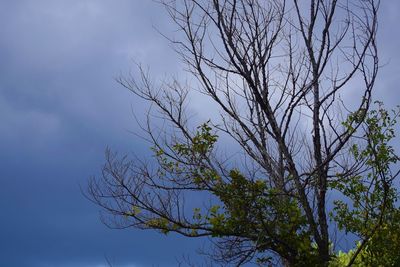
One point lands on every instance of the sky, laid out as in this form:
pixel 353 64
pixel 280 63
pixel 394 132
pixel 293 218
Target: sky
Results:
pixel 60 107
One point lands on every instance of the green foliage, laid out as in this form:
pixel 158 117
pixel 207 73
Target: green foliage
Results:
pixel 370 210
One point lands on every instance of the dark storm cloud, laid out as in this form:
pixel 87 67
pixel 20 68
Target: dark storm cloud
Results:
pixel 60 107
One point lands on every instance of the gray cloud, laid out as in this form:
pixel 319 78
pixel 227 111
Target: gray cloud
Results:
pixel 60 107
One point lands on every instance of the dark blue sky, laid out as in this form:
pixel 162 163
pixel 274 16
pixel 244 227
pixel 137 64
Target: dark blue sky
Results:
pixel 60 107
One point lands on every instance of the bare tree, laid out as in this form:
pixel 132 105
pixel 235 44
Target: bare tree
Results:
pixel 286 75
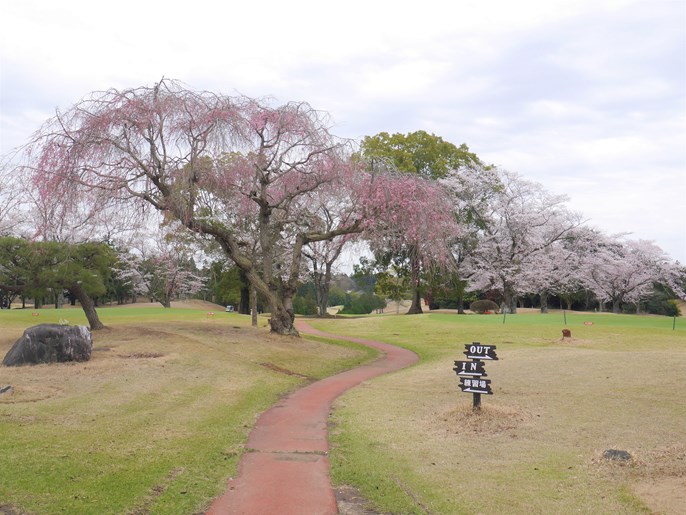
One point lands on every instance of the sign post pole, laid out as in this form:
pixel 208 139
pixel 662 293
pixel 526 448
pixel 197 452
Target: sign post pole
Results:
###
**Exercise details**.
Convert the lines of all the items above into a JSON list of strings, one string per line, omitting blank lines and the picture lines.

**Exercise response**.
[
  "One point lands on every instance of the sky, laid out as in this form:",
  "pixel 353 64",
  "pixel 280 63",
  "pixel 394 132",
  "pixel 293 218",
  "Target: sky",
  "Results:",
  "pixel 60 107",
  "One point lands on every instance of the green foliage, laid out as in this form:",
  "pixel 158 117",
  "pixel 207 73",
  "Target: green foliage",
  "Results:",
  "pixel 370 210",
  "One point lands on every instance of the dark storm cloud, laid out as in this form:",
  "pixel 87 67",
  "pixel 20 68",
  "Target: dark storm cloud",
  "Results:",
  "pixel 60 107",
  "One point lands on every instance of the gray cloud, laid out as in this form:",
  "pixel 319 78",
  "pixel 227 111",
  "Target: gray cloud",
  "Results:",
  "pixel 60 107",
  "One point lands on every instance of the dark blue sky, laid out as in this form:",
  "pixel 162 163",
  "pixel 274 16",
  "pixel 244 227",
  "pixel 137 64",
  "Target: dark blue sky",
  "Results:",
  "pixel 60 107",
  "One point lands on every instance of the bare tree, laid out as in this form:",
  "pixel 132 105",
  "pixel 235 44",
  "Target: bare tree",
  "Results:",
  "pixel 286 75",
  "One point lands on every instance of the sign post pole, laid out as in this form:",
  "pixel 208 139",
  "pixel 662 293",
  "pixel 526 448",
  "pixel 197 452",
  "Target: sign post pole",
  "Results:"
]